>> start Supplied material

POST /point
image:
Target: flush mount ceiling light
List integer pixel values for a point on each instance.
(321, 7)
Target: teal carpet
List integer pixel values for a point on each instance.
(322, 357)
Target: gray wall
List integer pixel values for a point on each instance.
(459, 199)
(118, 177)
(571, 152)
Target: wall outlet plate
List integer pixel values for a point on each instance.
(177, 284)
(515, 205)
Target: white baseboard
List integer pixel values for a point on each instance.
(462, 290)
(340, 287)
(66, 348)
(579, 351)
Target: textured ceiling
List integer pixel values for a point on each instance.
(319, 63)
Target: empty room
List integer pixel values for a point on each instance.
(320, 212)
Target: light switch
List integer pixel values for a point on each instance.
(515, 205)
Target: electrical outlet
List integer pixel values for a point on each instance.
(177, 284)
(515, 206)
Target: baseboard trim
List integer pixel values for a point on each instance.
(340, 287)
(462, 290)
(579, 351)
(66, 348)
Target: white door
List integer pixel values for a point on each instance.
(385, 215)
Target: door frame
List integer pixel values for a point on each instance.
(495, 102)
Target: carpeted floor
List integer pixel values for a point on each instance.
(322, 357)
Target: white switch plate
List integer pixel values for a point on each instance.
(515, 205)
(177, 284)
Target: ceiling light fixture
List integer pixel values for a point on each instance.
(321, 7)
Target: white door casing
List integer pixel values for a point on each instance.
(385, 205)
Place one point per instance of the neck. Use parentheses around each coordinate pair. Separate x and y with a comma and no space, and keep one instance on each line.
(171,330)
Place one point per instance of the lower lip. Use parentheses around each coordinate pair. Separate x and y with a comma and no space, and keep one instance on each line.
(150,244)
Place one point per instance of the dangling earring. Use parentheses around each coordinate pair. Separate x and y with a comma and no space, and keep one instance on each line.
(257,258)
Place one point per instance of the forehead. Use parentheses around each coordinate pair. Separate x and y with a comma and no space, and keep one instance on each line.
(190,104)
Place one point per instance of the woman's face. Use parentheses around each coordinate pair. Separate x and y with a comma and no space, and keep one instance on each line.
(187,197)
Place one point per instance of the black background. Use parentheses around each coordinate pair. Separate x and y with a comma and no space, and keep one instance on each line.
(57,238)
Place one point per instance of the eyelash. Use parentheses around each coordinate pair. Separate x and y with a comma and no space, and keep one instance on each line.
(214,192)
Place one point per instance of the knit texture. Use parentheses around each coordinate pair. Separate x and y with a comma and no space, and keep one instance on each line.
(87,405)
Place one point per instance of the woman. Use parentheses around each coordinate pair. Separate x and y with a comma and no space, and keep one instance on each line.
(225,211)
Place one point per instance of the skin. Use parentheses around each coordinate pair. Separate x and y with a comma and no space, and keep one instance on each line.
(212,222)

>> end Supplied material

Written request
Please write out the material above again, changing each "Target" to "Object" and leaving everything else the same.

Task answer
POST /point
image:
Object: flush mount ceiling light
List integer pixel values for a point on each instance.
(321, 7)
Object: teal carpet
List integer pixel values for a point on each instance.
(322, 357)
Object: gray wall
List integer pixel values for a point on each instance.
(459, 199)
(118, 177)
(571, 152)
Object: wall outlet plate
List integer pixel values for a point on each instance.
(177, 284)
(515, 205)
Object: white baseboard
List integer pixel values for a point on each instance.
(462, 290)
(340, 287)
(66, 348)
(579, 351)
Object: textured ceiling
List integer pixel values for a point on each instance.
(319, 63)
Object: empty room
List integer pixel values for a point on each instance.
(320, 212)
Object: light switch
List integer pixel values for a point on each instance.
(515, 205)
Object: electrical outlet
List integer pixel values for a point on each instance.
(177, 284)
(515, 206)
Object: baseboard trim
List integer pixel values for a point on each instance.
(340, 287)
(462, 290)
(579, 351)
(66, 348)
Object: white door
List integer pixel values for a point on each instance.
(385, 215)
Object: door frame
List integer pixel values for a point on each instance.
(495, 102)
Object: carpeted floor
List integer pixel values for a point on each instance.
(322, 357)
Object: white switch plate
List integer pixel values for a point on each instance.
(515, 205)
(177, 284)
Object: ceiling light fixture
List integer pixel values for a point on each instance.
(321, 7)
Object: white door casing
List integer pixel values for a point on each instance.
(385, 205)
Place one point per instance of the neck. Use parentheses around each coordinate pair. Separate x and y with a comma and no space, and keep one instance on each line.
(171,330)
Place one point per instance of the lower lip. Use parentheses around each coordinate pair. Separate x and y with a comma and no space, and keep one instance on each line.
(150,244)
Place one point per instance of the dangling earring. Use parentheses around each coordinate pair. Separate x and y with a comma and no space, and keep one instance on each line.
(257,258)
Place one point per instance of the forehead. Use parentheses around each coordinate pair. Separate x and y with a comma and no space, and keep one instance on each line.
(190,104)
Place one point per instance of the woman's face. Use parentheses around each coordinate pair. Separate x and y with a comma and no space, and keep one instance on each line.
(187,197)
Place one point per instance of the black background. Use parentheses around each coordinate pair. Separate x and y with a comma and no space, and keep one instance on each line.
(57,238)
Place one point per instance of the eyelash. Use parentheses around each coordinate pair. Separate x and y with a comma and no space, and keep one instance on each line.
(214,192)
Place one point per instance of the knit texture. Use parentheses around each coordinate pair. Separate x and y with a comma and no space, and keep one instance on each line.
(87,405)
Place one point per instance of the woman. Use parentheses around each coordinate pair. Separate x and y with a comma and no space, and keep one instance on each line.
(225,211)
Place one point per instance of the skin. Use parentheses around each coordinate pair. Separate x and y with a comma and no space, and keep one instance on each line.
(212,222)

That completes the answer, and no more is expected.